#### [ENUNCIADO DA TAREFA]
Copie sem alterações as linhas das entradas abaixo, começando pela linha que contém "Guideline: the keypoint for each instance of the white dress" e indo até o final das entradas, com essa primeira linha e a última incluídas.

#### [DADOS DA TAREFA]
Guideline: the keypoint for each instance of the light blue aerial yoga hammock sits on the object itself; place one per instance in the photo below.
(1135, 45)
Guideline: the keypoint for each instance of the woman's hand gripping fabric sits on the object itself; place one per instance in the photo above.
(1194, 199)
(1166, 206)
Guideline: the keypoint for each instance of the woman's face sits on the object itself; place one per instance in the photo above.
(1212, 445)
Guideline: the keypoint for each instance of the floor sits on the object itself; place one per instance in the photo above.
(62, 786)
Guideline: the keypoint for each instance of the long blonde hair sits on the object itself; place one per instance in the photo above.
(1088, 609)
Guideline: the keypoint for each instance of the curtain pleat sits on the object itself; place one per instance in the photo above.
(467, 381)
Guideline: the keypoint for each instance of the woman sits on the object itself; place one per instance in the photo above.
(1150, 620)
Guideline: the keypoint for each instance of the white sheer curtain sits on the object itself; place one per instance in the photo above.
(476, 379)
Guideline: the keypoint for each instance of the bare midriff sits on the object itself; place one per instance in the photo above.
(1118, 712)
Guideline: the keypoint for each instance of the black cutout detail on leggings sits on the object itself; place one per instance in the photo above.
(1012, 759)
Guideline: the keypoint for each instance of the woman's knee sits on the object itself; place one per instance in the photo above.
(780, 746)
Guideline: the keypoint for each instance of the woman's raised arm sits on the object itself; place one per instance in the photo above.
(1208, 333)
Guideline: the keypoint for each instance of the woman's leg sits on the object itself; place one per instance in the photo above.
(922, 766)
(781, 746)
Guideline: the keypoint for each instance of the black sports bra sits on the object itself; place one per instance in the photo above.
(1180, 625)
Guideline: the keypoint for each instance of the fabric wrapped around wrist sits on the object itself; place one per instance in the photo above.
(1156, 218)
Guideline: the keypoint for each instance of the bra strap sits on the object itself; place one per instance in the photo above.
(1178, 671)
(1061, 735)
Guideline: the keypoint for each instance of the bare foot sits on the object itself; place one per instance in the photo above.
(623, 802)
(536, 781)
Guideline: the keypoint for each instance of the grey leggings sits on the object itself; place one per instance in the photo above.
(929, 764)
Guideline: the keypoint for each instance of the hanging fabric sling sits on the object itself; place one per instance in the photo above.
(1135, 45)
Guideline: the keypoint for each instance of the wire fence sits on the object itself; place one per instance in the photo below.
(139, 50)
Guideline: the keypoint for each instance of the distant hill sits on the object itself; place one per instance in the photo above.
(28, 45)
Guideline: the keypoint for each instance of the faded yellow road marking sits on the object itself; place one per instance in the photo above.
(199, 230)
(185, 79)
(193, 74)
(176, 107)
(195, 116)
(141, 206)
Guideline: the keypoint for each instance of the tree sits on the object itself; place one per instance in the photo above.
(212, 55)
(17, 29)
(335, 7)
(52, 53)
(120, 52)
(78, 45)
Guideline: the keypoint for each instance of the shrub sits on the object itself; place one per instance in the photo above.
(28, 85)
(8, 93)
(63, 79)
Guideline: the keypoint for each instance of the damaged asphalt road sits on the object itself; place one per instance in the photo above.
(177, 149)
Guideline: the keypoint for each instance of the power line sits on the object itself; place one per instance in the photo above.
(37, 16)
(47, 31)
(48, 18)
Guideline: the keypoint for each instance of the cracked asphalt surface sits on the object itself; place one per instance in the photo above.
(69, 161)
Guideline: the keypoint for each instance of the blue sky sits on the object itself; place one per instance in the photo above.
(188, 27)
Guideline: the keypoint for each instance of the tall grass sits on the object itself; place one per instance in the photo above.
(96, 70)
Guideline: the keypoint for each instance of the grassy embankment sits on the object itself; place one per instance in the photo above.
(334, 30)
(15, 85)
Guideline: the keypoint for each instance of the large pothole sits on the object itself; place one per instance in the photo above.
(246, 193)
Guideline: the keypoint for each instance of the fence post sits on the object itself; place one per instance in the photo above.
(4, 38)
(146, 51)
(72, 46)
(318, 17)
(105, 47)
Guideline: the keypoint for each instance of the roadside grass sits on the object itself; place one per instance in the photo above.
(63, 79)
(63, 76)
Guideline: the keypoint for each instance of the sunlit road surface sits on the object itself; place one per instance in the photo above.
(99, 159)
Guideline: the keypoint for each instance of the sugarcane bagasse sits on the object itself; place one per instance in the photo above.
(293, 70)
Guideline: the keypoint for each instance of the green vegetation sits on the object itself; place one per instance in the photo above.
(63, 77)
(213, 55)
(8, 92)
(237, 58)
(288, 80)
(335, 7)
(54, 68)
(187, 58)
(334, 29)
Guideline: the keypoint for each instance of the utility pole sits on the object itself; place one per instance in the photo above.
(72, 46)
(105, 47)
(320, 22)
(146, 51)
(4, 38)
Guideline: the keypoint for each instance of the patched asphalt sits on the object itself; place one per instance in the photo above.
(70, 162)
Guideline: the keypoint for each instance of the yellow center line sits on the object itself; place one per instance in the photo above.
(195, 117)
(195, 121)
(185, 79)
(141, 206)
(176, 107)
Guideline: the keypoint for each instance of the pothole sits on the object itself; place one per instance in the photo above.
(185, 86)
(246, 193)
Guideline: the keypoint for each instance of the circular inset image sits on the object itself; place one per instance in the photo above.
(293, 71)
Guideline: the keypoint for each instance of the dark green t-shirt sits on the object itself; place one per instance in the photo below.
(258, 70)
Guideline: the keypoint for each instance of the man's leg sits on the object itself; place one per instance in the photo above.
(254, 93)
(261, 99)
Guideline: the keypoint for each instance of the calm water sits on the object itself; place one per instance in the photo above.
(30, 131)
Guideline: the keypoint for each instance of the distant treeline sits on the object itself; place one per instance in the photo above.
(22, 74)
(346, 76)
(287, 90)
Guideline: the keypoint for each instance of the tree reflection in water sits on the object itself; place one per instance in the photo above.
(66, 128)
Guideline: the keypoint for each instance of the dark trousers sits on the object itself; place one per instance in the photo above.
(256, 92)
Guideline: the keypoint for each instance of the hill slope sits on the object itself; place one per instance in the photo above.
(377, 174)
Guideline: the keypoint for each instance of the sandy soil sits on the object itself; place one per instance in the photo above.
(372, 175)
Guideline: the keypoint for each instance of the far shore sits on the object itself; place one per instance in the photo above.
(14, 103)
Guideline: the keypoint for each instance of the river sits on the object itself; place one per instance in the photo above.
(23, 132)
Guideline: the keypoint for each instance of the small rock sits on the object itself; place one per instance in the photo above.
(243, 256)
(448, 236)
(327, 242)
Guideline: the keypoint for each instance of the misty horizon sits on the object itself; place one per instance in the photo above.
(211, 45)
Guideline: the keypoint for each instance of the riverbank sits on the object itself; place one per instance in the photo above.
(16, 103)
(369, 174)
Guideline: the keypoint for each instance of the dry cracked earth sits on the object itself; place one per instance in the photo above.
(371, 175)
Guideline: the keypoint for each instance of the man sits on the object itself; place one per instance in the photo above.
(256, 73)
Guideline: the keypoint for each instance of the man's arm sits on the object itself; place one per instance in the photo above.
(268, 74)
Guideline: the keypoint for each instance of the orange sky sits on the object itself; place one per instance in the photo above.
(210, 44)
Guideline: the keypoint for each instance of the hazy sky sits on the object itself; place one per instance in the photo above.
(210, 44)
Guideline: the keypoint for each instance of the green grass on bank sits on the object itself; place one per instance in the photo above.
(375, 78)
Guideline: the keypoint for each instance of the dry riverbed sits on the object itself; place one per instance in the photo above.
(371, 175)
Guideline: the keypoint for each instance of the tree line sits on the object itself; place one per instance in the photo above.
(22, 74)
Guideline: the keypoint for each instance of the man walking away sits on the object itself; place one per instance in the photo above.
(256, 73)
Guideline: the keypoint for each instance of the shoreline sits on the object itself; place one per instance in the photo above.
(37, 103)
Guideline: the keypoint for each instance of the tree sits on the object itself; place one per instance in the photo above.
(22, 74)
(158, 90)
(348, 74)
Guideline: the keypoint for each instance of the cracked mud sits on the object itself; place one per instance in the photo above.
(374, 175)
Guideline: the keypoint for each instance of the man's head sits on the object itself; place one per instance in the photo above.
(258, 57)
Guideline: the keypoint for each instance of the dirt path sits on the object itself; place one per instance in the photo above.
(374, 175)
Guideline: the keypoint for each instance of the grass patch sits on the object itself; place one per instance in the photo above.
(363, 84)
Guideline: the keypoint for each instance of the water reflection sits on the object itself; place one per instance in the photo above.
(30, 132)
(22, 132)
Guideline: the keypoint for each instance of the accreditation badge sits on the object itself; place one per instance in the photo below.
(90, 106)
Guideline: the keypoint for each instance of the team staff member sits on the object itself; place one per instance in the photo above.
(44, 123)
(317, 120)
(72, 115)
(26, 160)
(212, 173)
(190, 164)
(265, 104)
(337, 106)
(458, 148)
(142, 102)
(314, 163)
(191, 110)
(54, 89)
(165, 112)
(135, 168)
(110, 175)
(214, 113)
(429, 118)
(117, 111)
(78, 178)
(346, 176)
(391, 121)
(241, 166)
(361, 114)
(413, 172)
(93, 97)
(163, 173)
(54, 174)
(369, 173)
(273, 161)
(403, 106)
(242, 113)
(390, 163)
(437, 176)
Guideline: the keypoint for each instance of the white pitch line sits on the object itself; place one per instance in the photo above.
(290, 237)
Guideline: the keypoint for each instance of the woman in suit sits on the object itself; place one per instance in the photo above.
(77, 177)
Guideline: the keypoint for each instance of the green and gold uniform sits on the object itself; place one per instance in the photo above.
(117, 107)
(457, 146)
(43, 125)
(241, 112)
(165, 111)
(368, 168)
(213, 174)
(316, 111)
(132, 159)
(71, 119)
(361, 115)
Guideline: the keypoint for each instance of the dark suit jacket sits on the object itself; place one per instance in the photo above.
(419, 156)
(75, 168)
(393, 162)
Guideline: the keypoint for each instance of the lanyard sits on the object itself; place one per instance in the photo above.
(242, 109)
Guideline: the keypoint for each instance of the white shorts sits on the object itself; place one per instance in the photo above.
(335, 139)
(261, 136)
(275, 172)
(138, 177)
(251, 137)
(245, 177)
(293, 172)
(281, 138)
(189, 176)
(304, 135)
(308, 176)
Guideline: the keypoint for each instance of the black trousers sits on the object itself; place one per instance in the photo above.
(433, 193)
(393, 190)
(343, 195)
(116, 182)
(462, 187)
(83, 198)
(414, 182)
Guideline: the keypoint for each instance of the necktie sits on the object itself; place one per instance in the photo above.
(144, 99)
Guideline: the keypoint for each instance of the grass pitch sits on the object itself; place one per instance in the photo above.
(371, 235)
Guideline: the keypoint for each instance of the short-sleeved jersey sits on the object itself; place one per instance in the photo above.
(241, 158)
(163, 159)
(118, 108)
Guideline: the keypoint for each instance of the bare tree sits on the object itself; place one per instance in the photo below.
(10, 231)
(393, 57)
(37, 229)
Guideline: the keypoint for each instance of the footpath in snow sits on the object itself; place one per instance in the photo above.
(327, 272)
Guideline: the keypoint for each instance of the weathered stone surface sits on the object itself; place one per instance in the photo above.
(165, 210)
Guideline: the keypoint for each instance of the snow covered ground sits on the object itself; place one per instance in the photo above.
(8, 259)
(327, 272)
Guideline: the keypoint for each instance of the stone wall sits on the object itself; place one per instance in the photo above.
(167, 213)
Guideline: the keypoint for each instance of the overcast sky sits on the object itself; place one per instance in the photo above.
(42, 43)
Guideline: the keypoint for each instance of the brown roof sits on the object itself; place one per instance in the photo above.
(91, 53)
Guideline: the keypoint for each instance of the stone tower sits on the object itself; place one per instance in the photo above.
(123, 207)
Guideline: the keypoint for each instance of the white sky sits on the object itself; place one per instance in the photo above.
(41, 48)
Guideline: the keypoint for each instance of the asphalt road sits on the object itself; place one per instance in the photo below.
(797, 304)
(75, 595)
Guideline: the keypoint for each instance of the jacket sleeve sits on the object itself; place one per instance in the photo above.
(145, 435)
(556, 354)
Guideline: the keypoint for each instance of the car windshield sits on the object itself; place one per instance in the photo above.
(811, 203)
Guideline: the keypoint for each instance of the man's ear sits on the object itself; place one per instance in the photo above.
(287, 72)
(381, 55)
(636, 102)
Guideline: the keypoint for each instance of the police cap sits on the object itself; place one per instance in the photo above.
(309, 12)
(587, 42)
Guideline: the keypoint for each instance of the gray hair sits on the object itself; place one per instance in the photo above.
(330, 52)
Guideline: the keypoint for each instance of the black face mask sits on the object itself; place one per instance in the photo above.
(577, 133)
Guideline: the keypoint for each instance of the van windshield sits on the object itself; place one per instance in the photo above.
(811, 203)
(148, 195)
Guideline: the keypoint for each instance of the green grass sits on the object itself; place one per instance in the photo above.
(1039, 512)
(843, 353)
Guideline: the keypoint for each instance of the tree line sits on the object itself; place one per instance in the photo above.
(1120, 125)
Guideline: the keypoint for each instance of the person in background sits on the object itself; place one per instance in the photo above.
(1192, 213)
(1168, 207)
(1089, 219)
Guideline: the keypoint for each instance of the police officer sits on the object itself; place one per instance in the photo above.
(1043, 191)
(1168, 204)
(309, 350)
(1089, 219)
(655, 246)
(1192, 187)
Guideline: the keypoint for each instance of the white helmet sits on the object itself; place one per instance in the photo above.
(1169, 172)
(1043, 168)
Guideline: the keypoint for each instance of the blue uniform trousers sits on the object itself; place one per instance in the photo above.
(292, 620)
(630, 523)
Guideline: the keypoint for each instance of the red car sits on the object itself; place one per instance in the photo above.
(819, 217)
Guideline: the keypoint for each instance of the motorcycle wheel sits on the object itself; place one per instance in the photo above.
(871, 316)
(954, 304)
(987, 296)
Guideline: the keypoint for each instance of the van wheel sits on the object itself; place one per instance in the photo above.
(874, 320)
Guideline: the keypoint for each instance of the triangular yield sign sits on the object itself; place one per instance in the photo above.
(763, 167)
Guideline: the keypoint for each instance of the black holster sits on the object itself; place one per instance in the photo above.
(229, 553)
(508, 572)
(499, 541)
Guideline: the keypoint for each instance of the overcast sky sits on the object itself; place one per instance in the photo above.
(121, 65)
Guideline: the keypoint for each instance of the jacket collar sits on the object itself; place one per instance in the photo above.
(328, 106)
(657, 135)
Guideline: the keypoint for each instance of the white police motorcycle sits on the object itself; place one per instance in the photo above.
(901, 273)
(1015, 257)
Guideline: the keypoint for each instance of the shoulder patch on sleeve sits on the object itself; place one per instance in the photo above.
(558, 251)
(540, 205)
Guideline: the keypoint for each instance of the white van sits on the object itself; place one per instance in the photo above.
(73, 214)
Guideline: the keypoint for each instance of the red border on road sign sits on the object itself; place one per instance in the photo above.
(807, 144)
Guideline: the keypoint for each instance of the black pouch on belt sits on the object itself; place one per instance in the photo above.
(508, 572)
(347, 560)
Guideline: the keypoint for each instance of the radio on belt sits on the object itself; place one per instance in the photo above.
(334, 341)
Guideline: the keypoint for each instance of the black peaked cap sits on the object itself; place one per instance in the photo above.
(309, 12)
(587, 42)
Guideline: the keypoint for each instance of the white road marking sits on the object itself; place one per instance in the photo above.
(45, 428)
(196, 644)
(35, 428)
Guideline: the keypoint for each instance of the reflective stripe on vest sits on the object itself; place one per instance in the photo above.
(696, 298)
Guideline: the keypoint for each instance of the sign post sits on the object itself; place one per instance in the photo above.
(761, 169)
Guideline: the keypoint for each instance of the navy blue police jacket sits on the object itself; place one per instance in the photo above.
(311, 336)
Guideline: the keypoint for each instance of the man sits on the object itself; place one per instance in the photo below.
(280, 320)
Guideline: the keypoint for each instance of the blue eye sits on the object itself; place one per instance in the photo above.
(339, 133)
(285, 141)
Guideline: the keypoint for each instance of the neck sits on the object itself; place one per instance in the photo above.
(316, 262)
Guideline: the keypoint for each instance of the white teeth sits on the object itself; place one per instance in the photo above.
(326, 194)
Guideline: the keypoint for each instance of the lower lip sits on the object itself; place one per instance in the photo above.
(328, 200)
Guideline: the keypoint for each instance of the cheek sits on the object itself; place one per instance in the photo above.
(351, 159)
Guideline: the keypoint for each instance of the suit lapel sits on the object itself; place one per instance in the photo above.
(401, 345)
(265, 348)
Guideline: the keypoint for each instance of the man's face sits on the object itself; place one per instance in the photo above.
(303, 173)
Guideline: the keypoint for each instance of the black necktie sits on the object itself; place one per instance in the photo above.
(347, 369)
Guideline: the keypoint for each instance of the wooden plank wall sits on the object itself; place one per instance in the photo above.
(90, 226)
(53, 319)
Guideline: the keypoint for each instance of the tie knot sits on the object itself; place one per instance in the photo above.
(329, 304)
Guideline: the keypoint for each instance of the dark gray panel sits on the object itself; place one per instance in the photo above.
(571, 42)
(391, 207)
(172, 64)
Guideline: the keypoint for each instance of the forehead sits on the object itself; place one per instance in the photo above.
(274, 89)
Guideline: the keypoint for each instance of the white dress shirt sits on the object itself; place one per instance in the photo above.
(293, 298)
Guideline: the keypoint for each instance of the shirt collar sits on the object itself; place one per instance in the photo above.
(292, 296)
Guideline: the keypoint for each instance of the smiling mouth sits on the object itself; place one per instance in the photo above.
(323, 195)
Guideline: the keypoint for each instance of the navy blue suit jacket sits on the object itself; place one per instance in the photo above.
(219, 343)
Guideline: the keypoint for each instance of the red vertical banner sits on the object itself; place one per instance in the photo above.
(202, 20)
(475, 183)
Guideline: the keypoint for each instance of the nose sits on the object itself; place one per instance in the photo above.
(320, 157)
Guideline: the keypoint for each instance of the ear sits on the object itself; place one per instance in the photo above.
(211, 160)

#### [RESULTADO]
Guideline: the keypoint for each instance of the white dress shirt sits on the object itself; place one per instance in the photo above.
(293, 298)
Guideline: the keypoint for each instance of the shirt collar sits on the object itself; place one per instance in the photo above.
(292, 296)
Guideline: the keypoint for each instance of the smiling mouth sits on the object itself; place one per instance in the photo above.
(323, 195)
Guideline: the keypoint for each instance of the navy blue suit jacket sits on the object itself; place one per instance in the photo above.
(219, 343)
Guideline: the keypoint for each instance of the red vertical banner sits on the object itself; place one per instance in the photo above.
(202, 20)
(475, 183)
Guideline: the keypoint for each instance of the nose sits on the object itself; place one per instance in the photo above.
(320, 157)
Guideline: the keypoint for each instance of the ear sits on the object itself; place one per instance in the photo above.
(211, 160)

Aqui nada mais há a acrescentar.